[Dataset records on object locations]
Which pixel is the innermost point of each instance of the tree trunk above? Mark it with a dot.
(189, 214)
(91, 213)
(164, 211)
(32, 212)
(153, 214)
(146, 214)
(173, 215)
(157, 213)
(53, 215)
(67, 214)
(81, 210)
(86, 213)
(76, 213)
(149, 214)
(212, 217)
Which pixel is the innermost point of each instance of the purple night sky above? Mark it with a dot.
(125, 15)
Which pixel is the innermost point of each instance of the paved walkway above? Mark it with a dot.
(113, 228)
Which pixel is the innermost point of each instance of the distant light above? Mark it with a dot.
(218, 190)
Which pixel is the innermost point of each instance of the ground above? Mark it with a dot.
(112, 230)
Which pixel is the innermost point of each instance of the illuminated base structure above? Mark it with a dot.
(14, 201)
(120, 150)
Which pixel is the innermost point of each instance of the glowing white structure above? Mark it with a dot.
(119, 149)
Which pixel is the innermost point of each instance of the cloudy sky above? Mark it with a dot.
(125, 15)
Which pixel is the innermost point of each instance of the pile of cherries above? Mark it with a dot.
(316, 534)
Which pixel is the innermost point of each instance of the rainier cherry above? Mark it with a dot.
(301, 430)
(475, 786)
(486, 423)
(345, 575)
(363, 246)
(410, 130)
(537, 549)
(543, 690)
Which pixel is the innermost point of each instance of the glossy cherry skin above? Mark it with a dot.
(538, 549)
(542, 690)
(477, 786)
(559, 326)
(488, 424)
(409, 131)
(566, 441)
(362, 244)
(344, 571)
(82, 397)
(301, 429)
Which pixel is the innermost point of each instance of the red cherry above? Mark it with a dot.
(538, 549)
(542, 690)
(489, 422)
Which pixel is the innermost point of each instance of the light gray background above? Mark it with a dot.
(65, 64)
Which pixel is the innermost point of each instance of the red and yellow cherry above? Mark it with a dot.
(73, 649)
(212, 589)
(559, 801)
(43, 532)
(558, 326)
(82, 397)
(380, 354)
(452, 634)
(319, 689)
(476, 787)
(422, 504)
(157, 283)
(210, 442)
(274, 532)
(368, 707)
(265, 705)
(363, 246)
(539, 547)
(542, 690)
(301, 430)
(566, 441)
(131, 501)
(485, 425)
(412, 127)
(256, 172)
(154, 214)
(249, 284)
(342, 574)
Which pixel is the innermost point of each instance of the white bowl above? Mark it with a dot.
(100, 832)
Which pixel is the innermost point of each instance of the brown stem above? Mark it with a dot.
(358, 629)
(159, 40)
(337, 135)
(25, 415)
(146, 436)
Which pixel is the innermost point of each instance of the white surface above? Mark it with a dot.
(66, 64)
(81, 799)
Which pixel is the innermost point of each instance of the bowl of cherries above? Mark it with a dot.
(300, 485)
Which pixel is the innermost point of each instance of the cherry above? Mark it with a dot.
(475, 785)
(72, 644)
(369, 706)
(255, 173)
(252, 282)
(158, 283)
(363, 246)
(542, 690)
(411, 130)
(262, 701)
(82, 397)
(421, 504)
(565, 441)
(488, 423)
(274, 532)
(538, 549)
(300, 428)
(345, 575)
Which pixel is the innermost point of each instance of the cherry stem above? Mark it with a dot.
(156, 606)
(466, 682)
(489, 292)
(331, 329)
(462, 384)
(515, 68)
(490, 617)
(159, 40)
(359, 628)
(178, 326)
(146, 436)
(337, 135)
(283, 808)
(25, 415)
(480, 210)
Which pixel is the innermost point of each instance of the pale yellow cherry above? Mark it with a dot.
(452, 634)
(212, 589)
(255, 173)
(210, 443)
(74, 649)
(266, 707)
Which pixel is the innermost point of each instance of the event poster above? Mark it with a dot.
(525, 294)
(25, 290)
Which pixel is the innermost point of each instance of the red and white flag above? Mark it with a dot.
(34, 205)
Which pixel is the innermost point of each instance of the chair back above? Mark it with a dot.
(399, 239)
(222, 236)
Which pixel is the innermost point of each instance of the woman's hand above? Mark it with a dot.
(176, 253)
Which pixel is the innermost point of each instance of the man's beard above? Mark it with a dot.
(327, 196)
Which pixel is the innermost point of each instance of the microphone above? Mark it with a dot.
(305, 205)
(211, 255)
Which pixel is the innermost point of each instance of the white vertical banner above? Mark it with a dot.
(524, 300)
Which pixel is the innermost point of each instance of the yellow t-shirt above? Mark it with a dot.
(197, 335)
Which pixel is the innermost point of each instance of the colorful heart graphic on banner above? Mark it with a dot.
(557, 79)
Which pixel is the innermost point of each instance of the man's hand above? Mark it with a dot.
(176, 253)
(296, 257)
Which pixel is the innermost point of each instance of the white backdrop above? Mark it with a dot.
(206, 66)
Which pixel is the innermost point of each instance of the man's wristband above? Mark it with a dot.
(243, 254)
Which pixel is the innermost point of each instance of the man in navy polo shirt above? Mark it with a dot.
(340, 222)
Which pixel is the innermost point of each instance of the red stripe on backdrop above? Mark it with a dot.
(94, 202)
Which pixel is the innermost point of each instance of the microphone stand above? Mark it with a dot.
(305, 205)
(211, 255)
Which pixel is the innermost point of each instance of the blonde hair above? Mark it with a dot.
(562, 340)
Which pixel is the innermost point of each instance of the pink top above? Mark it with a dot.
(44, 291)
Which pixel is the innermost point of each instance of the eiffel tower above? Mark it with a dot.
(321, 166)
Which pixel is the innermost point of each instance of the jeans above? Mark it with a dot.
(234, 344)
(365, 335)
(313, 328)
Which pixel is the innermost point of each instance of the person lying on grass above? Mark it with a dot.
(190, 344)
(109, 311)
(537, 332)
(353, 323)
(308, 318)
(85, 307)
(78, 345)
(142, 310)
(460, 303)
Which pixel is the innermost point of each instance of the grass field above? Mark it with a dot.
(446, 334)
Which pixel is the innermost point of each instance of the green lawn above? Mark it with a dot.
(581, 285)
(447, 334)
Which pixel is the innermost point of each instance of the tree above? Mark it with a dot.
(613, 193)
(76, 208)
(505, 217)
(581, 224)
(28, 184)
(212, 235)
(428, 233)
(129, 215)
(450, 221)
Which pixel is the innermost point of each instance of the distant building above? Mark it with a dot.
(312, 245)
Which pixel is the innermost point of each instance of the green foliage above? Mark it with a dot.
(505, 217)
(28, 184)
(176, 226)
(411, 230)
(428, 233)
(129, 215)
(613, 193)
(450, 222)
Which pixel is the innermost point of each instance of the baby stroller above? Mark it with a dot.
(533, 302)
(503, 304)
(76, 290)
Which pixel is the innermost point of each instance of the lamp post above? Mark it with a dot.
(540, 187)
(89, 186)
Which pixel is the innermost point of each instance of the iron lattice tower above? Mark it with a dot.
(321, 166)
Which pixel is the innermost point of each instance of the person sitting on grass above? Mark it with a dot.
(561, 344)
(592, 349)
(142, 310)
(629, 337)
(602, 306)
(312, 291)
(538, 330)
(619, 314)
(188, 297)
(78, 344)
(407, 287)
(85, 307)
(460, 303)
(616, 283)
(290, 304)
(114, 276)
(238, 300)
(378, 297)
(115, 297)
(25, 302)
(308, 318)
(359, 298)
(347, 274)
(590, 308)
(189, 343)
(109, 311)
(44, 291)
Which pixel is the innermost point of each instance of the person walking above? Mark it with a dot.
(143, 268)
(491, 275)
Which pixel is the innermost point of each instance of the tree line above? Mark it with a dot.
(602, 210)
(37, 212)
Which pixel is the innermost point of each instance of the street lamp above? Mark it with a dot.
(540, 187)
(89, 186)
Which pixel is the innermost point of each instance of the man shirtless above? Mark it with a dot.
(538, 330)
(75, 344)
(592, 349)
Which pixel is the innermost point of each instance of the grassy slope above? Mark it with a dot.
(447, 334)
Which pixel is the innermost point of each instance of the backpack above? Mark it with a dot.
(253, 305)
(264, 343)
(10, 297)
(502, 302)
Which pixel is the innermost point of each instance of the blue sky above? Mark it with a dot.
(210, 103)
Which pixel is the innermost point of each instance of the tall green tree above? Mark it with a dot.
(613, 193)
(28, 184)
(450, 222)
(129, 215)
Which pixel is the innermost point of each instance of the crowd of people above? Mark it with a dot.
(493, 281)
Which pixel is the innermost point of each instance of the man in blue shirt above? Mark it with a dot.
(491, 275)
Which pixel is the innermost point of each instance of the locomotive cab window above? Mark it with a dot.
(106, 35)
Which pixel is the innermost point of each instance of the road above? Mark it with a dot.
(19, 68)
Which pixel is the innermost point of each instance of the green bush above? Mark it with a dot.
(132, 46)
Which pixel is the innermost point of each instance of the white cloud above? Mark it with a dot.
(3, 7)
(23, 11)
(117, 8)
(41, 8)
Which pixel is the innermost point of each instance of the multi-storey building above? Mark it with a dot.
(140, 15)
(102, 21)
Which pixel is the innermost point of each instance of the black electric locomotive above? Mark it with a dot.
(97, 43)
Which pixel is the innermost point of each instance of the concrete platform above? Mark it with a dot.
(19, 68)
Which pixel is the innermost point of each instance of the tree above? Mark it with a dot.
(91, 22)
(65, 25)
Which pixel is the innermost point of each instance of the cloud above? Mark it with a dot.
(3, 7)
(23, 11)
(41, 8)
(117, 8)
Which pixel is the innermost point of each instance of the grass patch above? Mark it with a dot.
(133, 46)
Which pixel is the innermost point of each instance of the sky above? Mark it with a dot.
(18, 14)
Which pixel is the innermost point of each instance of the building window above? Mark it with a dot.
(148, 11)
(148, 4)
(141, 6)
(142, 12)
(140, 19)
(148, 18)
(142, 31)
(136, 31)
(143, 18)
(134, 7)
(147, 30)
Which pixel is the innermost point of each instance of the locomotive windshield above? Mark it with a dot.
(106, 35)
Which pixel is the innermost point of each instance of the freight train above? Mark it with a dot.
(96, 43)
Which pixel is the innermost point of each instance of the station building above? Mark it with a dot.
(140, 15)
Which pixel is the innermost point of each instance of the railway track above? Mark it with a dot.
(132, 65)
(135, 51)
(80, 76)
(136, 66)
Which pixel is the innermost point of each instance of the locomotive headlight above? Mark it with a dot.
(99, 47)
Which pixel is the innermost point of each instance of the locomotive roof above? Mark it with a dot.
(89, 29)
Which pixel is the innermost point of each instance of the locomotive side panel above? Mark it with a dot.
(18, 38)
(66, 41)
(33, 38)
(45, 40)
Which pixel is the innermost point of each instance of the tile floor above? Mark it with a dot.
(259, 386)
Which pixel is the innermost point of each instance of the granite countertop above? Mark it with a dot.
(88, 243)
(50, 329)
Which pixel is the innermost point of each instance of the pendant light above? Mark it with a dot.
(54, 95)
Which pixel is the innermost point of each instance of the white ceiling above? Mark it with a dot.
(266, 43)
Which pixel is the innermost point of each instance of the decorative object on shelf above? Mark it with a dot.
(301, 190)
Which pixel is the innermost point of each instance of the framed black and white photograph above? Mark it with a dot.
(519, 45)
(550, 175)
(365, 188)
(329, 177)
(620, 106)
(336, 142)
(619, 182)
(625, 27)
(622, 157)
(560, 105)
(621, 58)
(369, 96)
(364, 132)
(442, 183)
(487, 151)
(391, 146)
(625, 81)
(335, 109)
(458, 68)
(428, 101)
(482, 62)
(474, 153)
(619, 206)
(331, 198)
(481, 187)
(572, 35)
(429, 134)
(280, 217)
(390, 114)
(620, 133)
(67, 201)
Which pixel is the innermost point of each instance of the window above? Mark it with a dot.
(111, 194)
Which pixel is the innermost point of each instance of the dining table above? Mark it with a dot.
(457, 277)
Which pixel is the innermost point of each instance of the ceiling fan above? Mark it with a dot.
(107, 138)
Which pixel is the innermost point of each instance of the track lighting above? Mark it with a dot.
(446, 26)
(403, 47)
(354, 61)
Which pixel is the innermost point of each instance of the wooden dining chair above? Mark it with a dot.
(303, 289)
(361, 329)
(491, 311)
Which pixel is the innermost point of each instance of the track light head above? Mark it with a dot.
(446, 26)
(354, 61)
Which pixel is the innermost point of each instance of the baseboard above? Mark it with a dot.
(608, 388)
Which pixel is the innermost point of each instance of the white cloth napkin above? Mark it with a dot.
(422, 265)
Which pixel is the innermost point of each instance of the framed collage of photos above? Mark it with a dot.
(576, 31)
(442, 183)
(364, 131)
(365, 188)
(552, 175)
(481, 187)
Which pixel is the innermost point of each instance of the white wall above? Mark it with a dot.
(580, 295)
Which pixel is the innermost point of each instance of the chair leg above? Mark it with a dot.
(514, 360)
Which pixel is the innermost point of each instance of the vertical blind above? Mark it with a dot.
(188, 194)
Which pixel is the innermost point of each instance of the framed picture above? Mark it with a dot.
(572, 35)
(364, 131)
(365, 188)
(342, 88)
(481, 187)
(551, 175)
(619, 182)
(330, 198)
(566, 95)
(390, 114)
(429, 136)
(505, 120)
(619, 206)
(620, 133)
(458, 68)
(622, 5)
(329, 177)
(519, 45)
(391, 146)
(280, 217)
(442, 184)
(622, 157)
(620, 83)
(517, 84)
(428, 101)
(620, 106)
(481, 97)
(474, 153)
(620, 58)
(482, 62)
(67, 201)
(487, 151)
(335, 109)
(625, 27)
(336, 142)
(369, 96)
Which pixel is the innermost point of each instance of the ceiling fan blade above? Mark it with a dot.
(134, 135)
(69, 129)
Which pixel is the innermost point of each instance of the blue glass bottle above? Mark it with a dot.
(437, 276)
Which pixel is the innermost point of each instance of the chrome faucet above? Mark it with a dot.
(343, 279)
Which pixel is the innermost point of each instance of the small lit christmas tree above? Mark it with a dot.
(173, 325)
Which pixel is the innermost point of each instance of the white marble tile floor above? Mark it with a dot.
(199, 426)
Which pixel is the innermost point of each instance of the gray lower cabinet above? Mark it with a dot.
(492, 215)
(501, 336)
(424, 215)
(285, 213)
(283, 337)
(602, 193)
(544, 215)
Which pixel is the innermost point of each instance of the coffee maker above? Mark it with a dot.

- _Given request_
Recast everything from the line containing "faucet above? Mark it with a dot." down to the end of the listing as a Markdown table with the columns Row and Listing line, one numbered row per line, leaving out blank lines.

- _Answer to this problem_
| Row | Listing line |
|---|---|
| 1 | Which pixel is the innermost point of each instance of the chrome faucet above? Mark it with a dot. |
| 2 | (343, 279) |
| 3 | Which pixel is the innermost point of each instance of the small lit christmas tree above? Mark it with a dot. |
| 4 | (173, 325) |
| 5 | Which pixel is the innermost point of each instance of the white marble tile floor above? Mark it with a dot. |
| 6 | (199, 426) |
| 7 | Which pixel is the innermost point of each instance of the gray lower cabinet above? Mark it with a dot. |
| 8 | (492, 215) |
| 9 | (501, 336) |
| 10 | (424, 215) |
| 11 | (285, 213) |
| 12 | (283, 337) |
| 13 | (602, 193) |
| 14 | (544, 215) |
| 15 | Which pixel is the innermost point of each instance of the coffee maker above? Mark it with a dot. |